## REQUESTS
- a) In the OpenLI email, how many years has Shane worked at the WAND network research group?
- b) Carry on the OpenLI email thread from its last line.

Hi Brian, all,

As the primary developer on the OpenLI project, I've been asked to address
some points that you've raised and correct any misconceptions people might
have about OpenLI as a result of this thread.

For anyone concerned about a possible lack of experience in writing packet
capture software, most of my 14 years working here at the WAND network
research group has been dedicated to both writing and running software for
high speed passive capture and analysis projects. I am one of the primary
authors and maintainers of libtrace [1] [2], which is widely used both in
academia and industry (as well as the OpenLI software itself). Libtrace
supports a variety of capture methods and hardware, including DAG and DPDK,
and has a parallel API for writing multi-threaded packet capture
applications, so I have a reasonable understanding of what is required of
both hardware and software to do high-rate packet capture and encoding.

OpenLI is not offering a "complete" solution to your TICSA problems. We
provide software that can capture packets and convert them into ETSI
records, wrapped in a centralised provisioning system for managing
intercepts, along with a mediation function that will push the resulting
records to the appropriate agency. Integration of OpenLI into your network
is a matter for the operator; however, we have been working closely with
the organisations that responded to our initial requests for funding to get
their deployments up and running.

Longer term, we are starting to have conversations about what support
models we want to provide in the future, especially after the feedback I
received at the NZIX AGM last night, so watch this space. WAND has a long
history of maintaining and continually improving any open-source software
that it has released to the public [3] even when it is no longer
specifically funded by our research income (libtrace being a prime
example), so if OpenLI is being used then you can anticipate that WAND will
continue to look after it.

Finally, the core software components of OpenLI are getting close to
complete. We have provisioning, mediation, multi-threaded and
multi-input-interface distributable collectors. We have support for voice
intercept (SIP + RTP + RTCP) and support for standard IP intercept (RADIUS
+ IPv4), with IPv6 and static IP range intercepts not too far away. Most of
the upcoming effort is focused on getting test deployments working within
our partner networks, throwing "real" traffic at them and squashing any
issues that come up. At this stage, it's looking like another month or two
of work to finish the original set of requirements.

Any other questions about the OpenLI project, feel free to get in touch
with me directly.

[1] S.Alcock, P. Lorier and R. Nelson, "Libtrace: a packet capture and
analysis library", https://dl.acm.org/citation.cfm?id=2185382
[2] Libtrace Team, "libtrace: C library for working with network packet
traces", https://github.com/LibtraceTeam/libtrace
[3] WAND network research group on GitHub, https://github.com/wanduow

Thanks,

Shane

On Wed, Jun 27, 2018 at 11:49 PM, <brianpars...@subpico.com> wrote:

> Hi Nathan,
>
> We dont work with the NSA, and you dont need them to decrypt mobile data
> there are many keys used in a heirachy depending on the pairing mobile
> nodes eNB/UE/MME/HSS etc, you just need to be on the right interface to
> catch and process the exchange Control/User Plane (keys vary) is trivial
> for LI vendors like myself who carry key derivation/enc/dec logic and
> protocol sequencing to handle such an exchange. eg UE/HSS:CK,IK - a well
> known mapping is your USIM/AuC:K. As far as knocking on doors, yes
> absolutely probably me, i sell and support what I build and proud of it, but
> NSA lol, but we sell more off shore - why is that?

## ITEMS
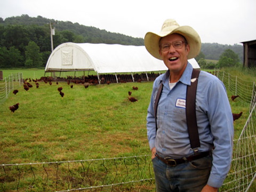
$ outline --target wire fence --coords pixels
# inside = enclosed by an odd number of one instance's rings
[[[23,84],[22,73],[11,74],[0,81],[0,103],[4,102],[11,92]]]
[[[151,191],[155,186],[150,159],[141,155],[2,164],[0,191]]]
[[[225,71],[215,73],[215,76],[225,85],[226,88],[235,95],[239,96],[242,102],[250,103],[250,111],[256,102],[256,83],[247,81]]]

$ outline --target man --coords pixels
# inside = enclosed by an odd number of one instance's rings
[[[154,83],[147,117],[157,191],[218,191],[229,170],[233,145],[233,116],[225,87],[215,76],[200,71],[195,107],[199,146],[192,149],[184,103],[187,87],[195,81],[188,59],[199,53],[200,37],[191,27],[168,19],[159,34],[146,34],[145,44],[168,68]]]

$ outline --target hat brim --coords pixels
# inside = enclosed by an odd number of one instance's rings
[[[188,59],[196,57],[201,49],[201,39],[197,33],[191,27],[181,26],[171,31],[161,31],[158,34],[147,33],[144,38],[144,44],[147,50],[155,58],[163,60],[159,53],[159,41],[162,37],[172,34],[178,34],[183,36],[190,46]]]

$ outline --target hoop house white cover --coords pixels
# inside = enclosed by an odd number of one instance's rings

...

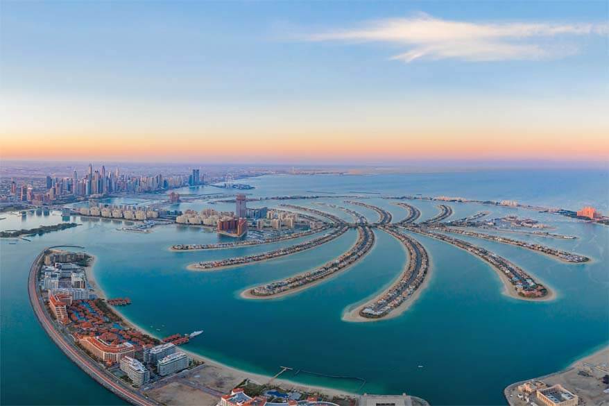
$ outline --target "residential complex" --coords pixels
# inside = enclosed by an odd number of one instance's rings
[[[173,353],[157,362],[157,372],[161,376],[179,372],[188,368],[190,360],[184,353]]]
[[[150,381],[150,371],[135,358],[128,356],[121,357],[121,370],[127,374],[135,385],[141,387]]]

## ANSWERS PROVIDED
- a) 14 years

- b)
>
> My post was only intended to inform of a local option that could make a
> material difference to operators trying to meet their obligations under the
> ACT.
>
> As an LI provider i have met a couple of your members stung badly after
> signing offshore and we couldve helped them, also i was encouraged by the
> LEAs that speak at your conference - they obviously cant directly endorse
> but the spirit and intention of my post was not to offend just inform. TFE
> like most LI vendors do not advertise or market, and there are only a
> handfull of us OEMs that build LI solutions the rest are reseller middle
> men.
>
> As far as OpenLI free it is your developing, thats great but till then
> compliance is real, but we wish you all the best. 2050 is when you'l have
> enough field experience in CU/FIbre/hardware with ASN.1 + ETSI/CALEA at
> working at single thread code level. Lets say you do cobble something
> together before then - once you can multithread your kernel (tuplet flows)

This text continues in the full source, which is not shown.